**Stated problem:** Rescale the records starting with the line containing "Query: ceiling fan light fixture" and going on through the line containing "24), (175, 17)]", reproducing only those lines in full with their requests. In the answers, multiply every coordinate by 2.2 and round to whole numbers with halves rounded up, leaving the numbers in the requests and their format samples unchanged.

(Segmentation annotation records)
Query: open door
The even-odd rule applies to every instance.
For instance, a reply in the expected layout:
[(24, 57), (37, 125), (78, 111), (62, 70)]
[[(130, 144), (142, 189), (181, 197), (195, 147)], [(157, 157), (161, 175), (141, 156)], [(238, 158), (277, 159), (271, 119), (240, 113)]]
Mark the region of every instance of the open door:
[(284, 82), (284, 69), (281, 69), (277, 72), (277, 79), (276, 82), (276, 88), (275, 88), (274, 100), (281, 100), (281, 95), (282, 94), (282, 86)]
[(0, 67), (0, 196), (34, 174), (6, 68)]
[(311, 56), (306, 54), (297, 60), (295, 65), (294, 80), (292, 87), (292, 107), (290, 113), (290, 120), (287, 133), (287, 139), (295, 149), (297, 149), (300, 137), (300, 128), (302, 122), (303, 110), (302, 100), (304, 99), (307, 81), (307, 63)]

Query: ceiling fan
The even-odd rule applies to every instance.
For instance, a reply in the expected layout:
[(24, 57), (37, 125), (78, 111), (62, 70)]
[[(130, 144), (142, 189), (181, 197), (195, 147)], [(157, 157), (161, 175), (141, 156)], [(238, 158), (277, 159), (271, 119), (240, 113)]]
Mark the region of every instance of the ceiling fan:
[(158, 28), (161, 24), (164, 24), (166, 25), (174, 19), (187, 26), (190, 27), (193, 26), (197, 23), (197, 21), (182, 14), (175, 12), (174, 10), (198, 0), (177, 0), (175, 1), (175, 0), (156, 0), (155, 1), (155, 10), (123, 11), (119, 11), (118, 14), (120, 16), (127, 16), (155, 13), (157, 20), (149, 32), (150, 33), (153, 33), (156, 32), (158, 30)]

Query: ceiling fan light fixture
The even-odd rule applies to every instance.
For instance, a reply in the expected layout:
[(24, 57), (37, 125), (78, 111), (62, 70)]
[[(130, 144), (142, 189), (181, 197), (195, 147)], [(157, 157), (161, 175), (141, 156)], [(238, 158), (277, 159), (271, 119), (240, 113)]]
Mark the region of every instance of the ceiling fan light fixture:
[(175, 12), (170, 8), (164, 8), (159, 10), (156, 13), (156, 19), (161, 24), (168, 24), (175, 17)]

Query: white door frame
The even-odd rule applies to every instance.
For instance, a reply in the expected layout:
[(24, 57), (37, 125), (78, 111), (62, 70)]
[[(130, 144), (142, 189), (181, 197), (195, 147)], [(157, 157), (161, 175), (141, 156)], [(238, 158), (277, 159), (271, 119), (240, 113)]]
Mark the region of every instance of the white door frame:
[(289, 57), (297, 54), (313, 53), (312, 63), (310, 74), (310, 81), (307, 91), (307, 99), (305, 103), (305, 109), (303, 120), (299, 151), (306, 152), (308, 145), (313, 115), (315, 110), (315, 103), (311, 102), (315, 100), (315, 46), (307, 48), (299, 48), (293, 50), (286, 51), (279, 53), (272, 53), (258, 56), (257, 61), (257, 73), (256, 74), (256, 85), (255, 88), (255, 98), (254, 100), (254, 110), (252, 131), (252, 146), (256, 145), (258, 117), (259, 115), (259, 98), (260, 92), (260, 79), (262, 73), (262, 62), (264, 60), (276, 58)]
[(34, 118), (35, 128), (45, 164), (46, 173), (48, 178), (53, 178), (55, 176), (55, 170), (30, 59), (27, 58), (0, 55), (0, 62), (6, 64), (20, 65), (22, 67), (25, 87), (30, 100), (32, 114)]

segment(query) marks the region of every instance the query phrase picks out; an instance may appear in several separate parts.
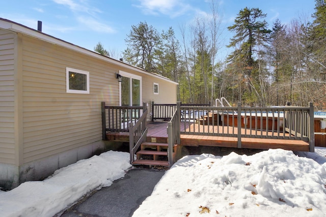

**Correct answer:**
Query: ceiling fan light fixture
The even-odd rule applies to every instance.
For instance, a reply in the expected layout:
[(24, 57), (37, 125), (78, 111), (62, 70)]
[[(130, 144), (142, 189), (181, 197), (195, 147)], [(157, 157), (161, 175), (141, 156)], [(238, 158), (277, 159), (271, 119), (240, 113)]]
Mark the region of every instance of the ceiling fan light fixture:
[(385, 26), (374, 18), (361, 18), (350, 22), (343, 29), (343, 42), (354, 53), (370, 53), (385, 37)]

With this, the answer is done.